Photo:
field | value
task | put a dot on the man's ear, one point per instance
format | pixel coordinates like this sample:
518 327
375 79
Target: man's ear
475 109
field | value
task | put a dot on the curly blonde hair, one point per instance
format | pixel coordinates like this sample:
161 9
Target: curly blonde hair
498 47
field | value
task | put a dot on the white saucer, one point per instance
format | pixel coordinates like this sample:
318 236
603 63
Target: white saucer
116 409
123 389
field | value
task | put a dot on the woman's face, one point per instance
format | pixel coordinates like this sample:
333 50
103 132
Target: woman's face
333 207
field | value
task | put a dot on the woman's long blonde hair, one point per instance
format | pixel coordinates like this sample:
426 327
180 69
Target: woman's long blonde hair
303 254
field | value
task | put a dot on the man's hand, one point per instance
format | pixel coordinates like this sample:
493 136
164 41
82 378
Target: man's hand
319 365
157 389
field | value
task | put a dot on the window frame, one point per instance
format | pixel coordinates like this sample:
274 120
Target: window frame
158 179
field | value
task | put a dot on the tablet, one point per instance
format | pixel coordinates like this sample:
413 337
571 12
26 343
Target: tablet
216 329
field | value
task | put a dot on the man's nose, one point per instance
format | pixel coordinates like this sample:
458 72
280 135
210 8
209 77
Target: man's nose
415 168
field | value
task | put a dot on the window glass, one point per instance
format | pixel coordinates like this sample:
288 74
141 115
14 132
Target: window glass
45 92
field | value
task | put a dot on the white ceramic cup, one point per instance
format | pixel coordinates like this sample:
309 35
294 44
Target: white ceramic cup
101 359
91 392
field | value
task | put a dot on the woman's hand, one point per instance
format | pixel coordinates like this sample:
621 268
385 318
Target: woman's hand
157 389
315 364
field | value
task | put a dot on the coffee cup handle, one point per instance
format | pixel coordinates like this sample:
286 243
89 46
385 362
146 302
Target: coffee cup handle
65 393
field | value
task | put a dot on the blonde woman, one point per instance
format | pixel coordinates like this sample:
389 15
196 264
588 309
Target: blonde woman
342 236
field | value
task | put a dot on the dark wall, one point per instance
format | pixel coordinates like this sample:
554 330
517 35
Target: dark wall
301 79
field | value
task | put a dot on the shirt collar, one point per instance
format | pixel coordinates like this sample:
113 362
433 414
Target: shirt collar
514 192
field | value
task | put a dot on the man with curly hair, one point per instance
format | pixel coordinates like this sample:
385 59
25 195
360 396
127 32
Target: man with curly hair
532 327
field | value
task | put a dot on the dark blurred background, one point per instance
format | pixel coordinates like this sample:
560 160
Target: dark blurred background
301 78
——
Activity:
Output the whole listing word for word.

Written response:
Photo:
field | value
task | put a dot on the man's ear, one point per instance
format | pixel coordinates like this sample:
518 327
375 79
Target: man's ear
475 109
field | value
task | put a dot on the curly blonde hair, one point per instance
format | pixel coordinates like this sample:
161 9
Target: curly blonde hair
498 47
field | value
task | put a dot on the white saucer, one point per instance
format | pixel coordinates like this sample:
318 236
603 63
Target: white saucer
116 409
123 389
field | value
task | put a dot on the woman's face, one point per instance
format | pixel coordinates like this sample:
333 50
103 132
Target: woman's face
333 207
field | value
task | put a dot on the woman's long blonde hair, one point per instance
format | pixel coordinates like this sample:
426 327
180 69
Target: woman's long blonde hair
303 254
field | value
task | put a dot on the man's hand, one point per instance
format | pixel coordinates like this sample:
493 136
164 41
82 378
Target: man's hand
319 365
157 389
field | value
task | put a dot on the window frame, one point per instance
format | pixel coordinates like this sample:
274 120
Target: window frame
158 179
field | value
task | put a dot on the tablet, one point per instance
format | pixel coordinates like this sample:
413 337
571 12
26 343
Target: tablet
216 329
field | value
task | put a dot on the man's nose, one point per instance
format | pixel coordinates like this sample:
458 72
280 135
210 8
209 77
Target: man's nose
415 168
field | value
task | put a dot on the window glass, one point per instance
format | pixel coordinates like this sample:
288 74
141 115
14 132
Target: window glass
45 92
field | value
task | put a dot on the white ceramic cup, one point per instance
format | pixel coordinates like this sample:
309 35
294 44
Target: white ceramic cup
101 359
91 392
field | value
task | put a dot on the woman's hand, one point per instance
format | pixel coordinates like this sample:
621 268
385 318
Target: woman's hand
157 389
315 364
field | value
task | put a dot on the coffee cup handle, one point per instance
format | pixel coordinates like this sample:
286 243
89 46
385 362
146 302
Target: coffee cup handle
65 393
field | value
task | put a dot on the blonde woman, one point per instance
format | pixel coordinates like this sample:
389 15
196 264
588 309
Target: blonde woman
342 236
field | value
task | put a dot on the dark wall, one point per instance
format | pixel coordinates like this sample:
554 330
517 35
Target: dark wall
301 79
field | value
task | put a dot on the shirt collar, one point per instance
format | pixel coordinates like this sample:
113 362
433 414
Target: shirt collar
514 192
field | value
task | put a dot on the man with curly hair, one point per instance
format | pixel coordinates like this sample:
385 59
25 195
360 396
127 32
Target: man with curly hair
532 327
field | value
task | put a dot on the dark blurred background, one point per instance
format | pixel coordinates like this sample:
560 160
Target: dark blurred background
301 78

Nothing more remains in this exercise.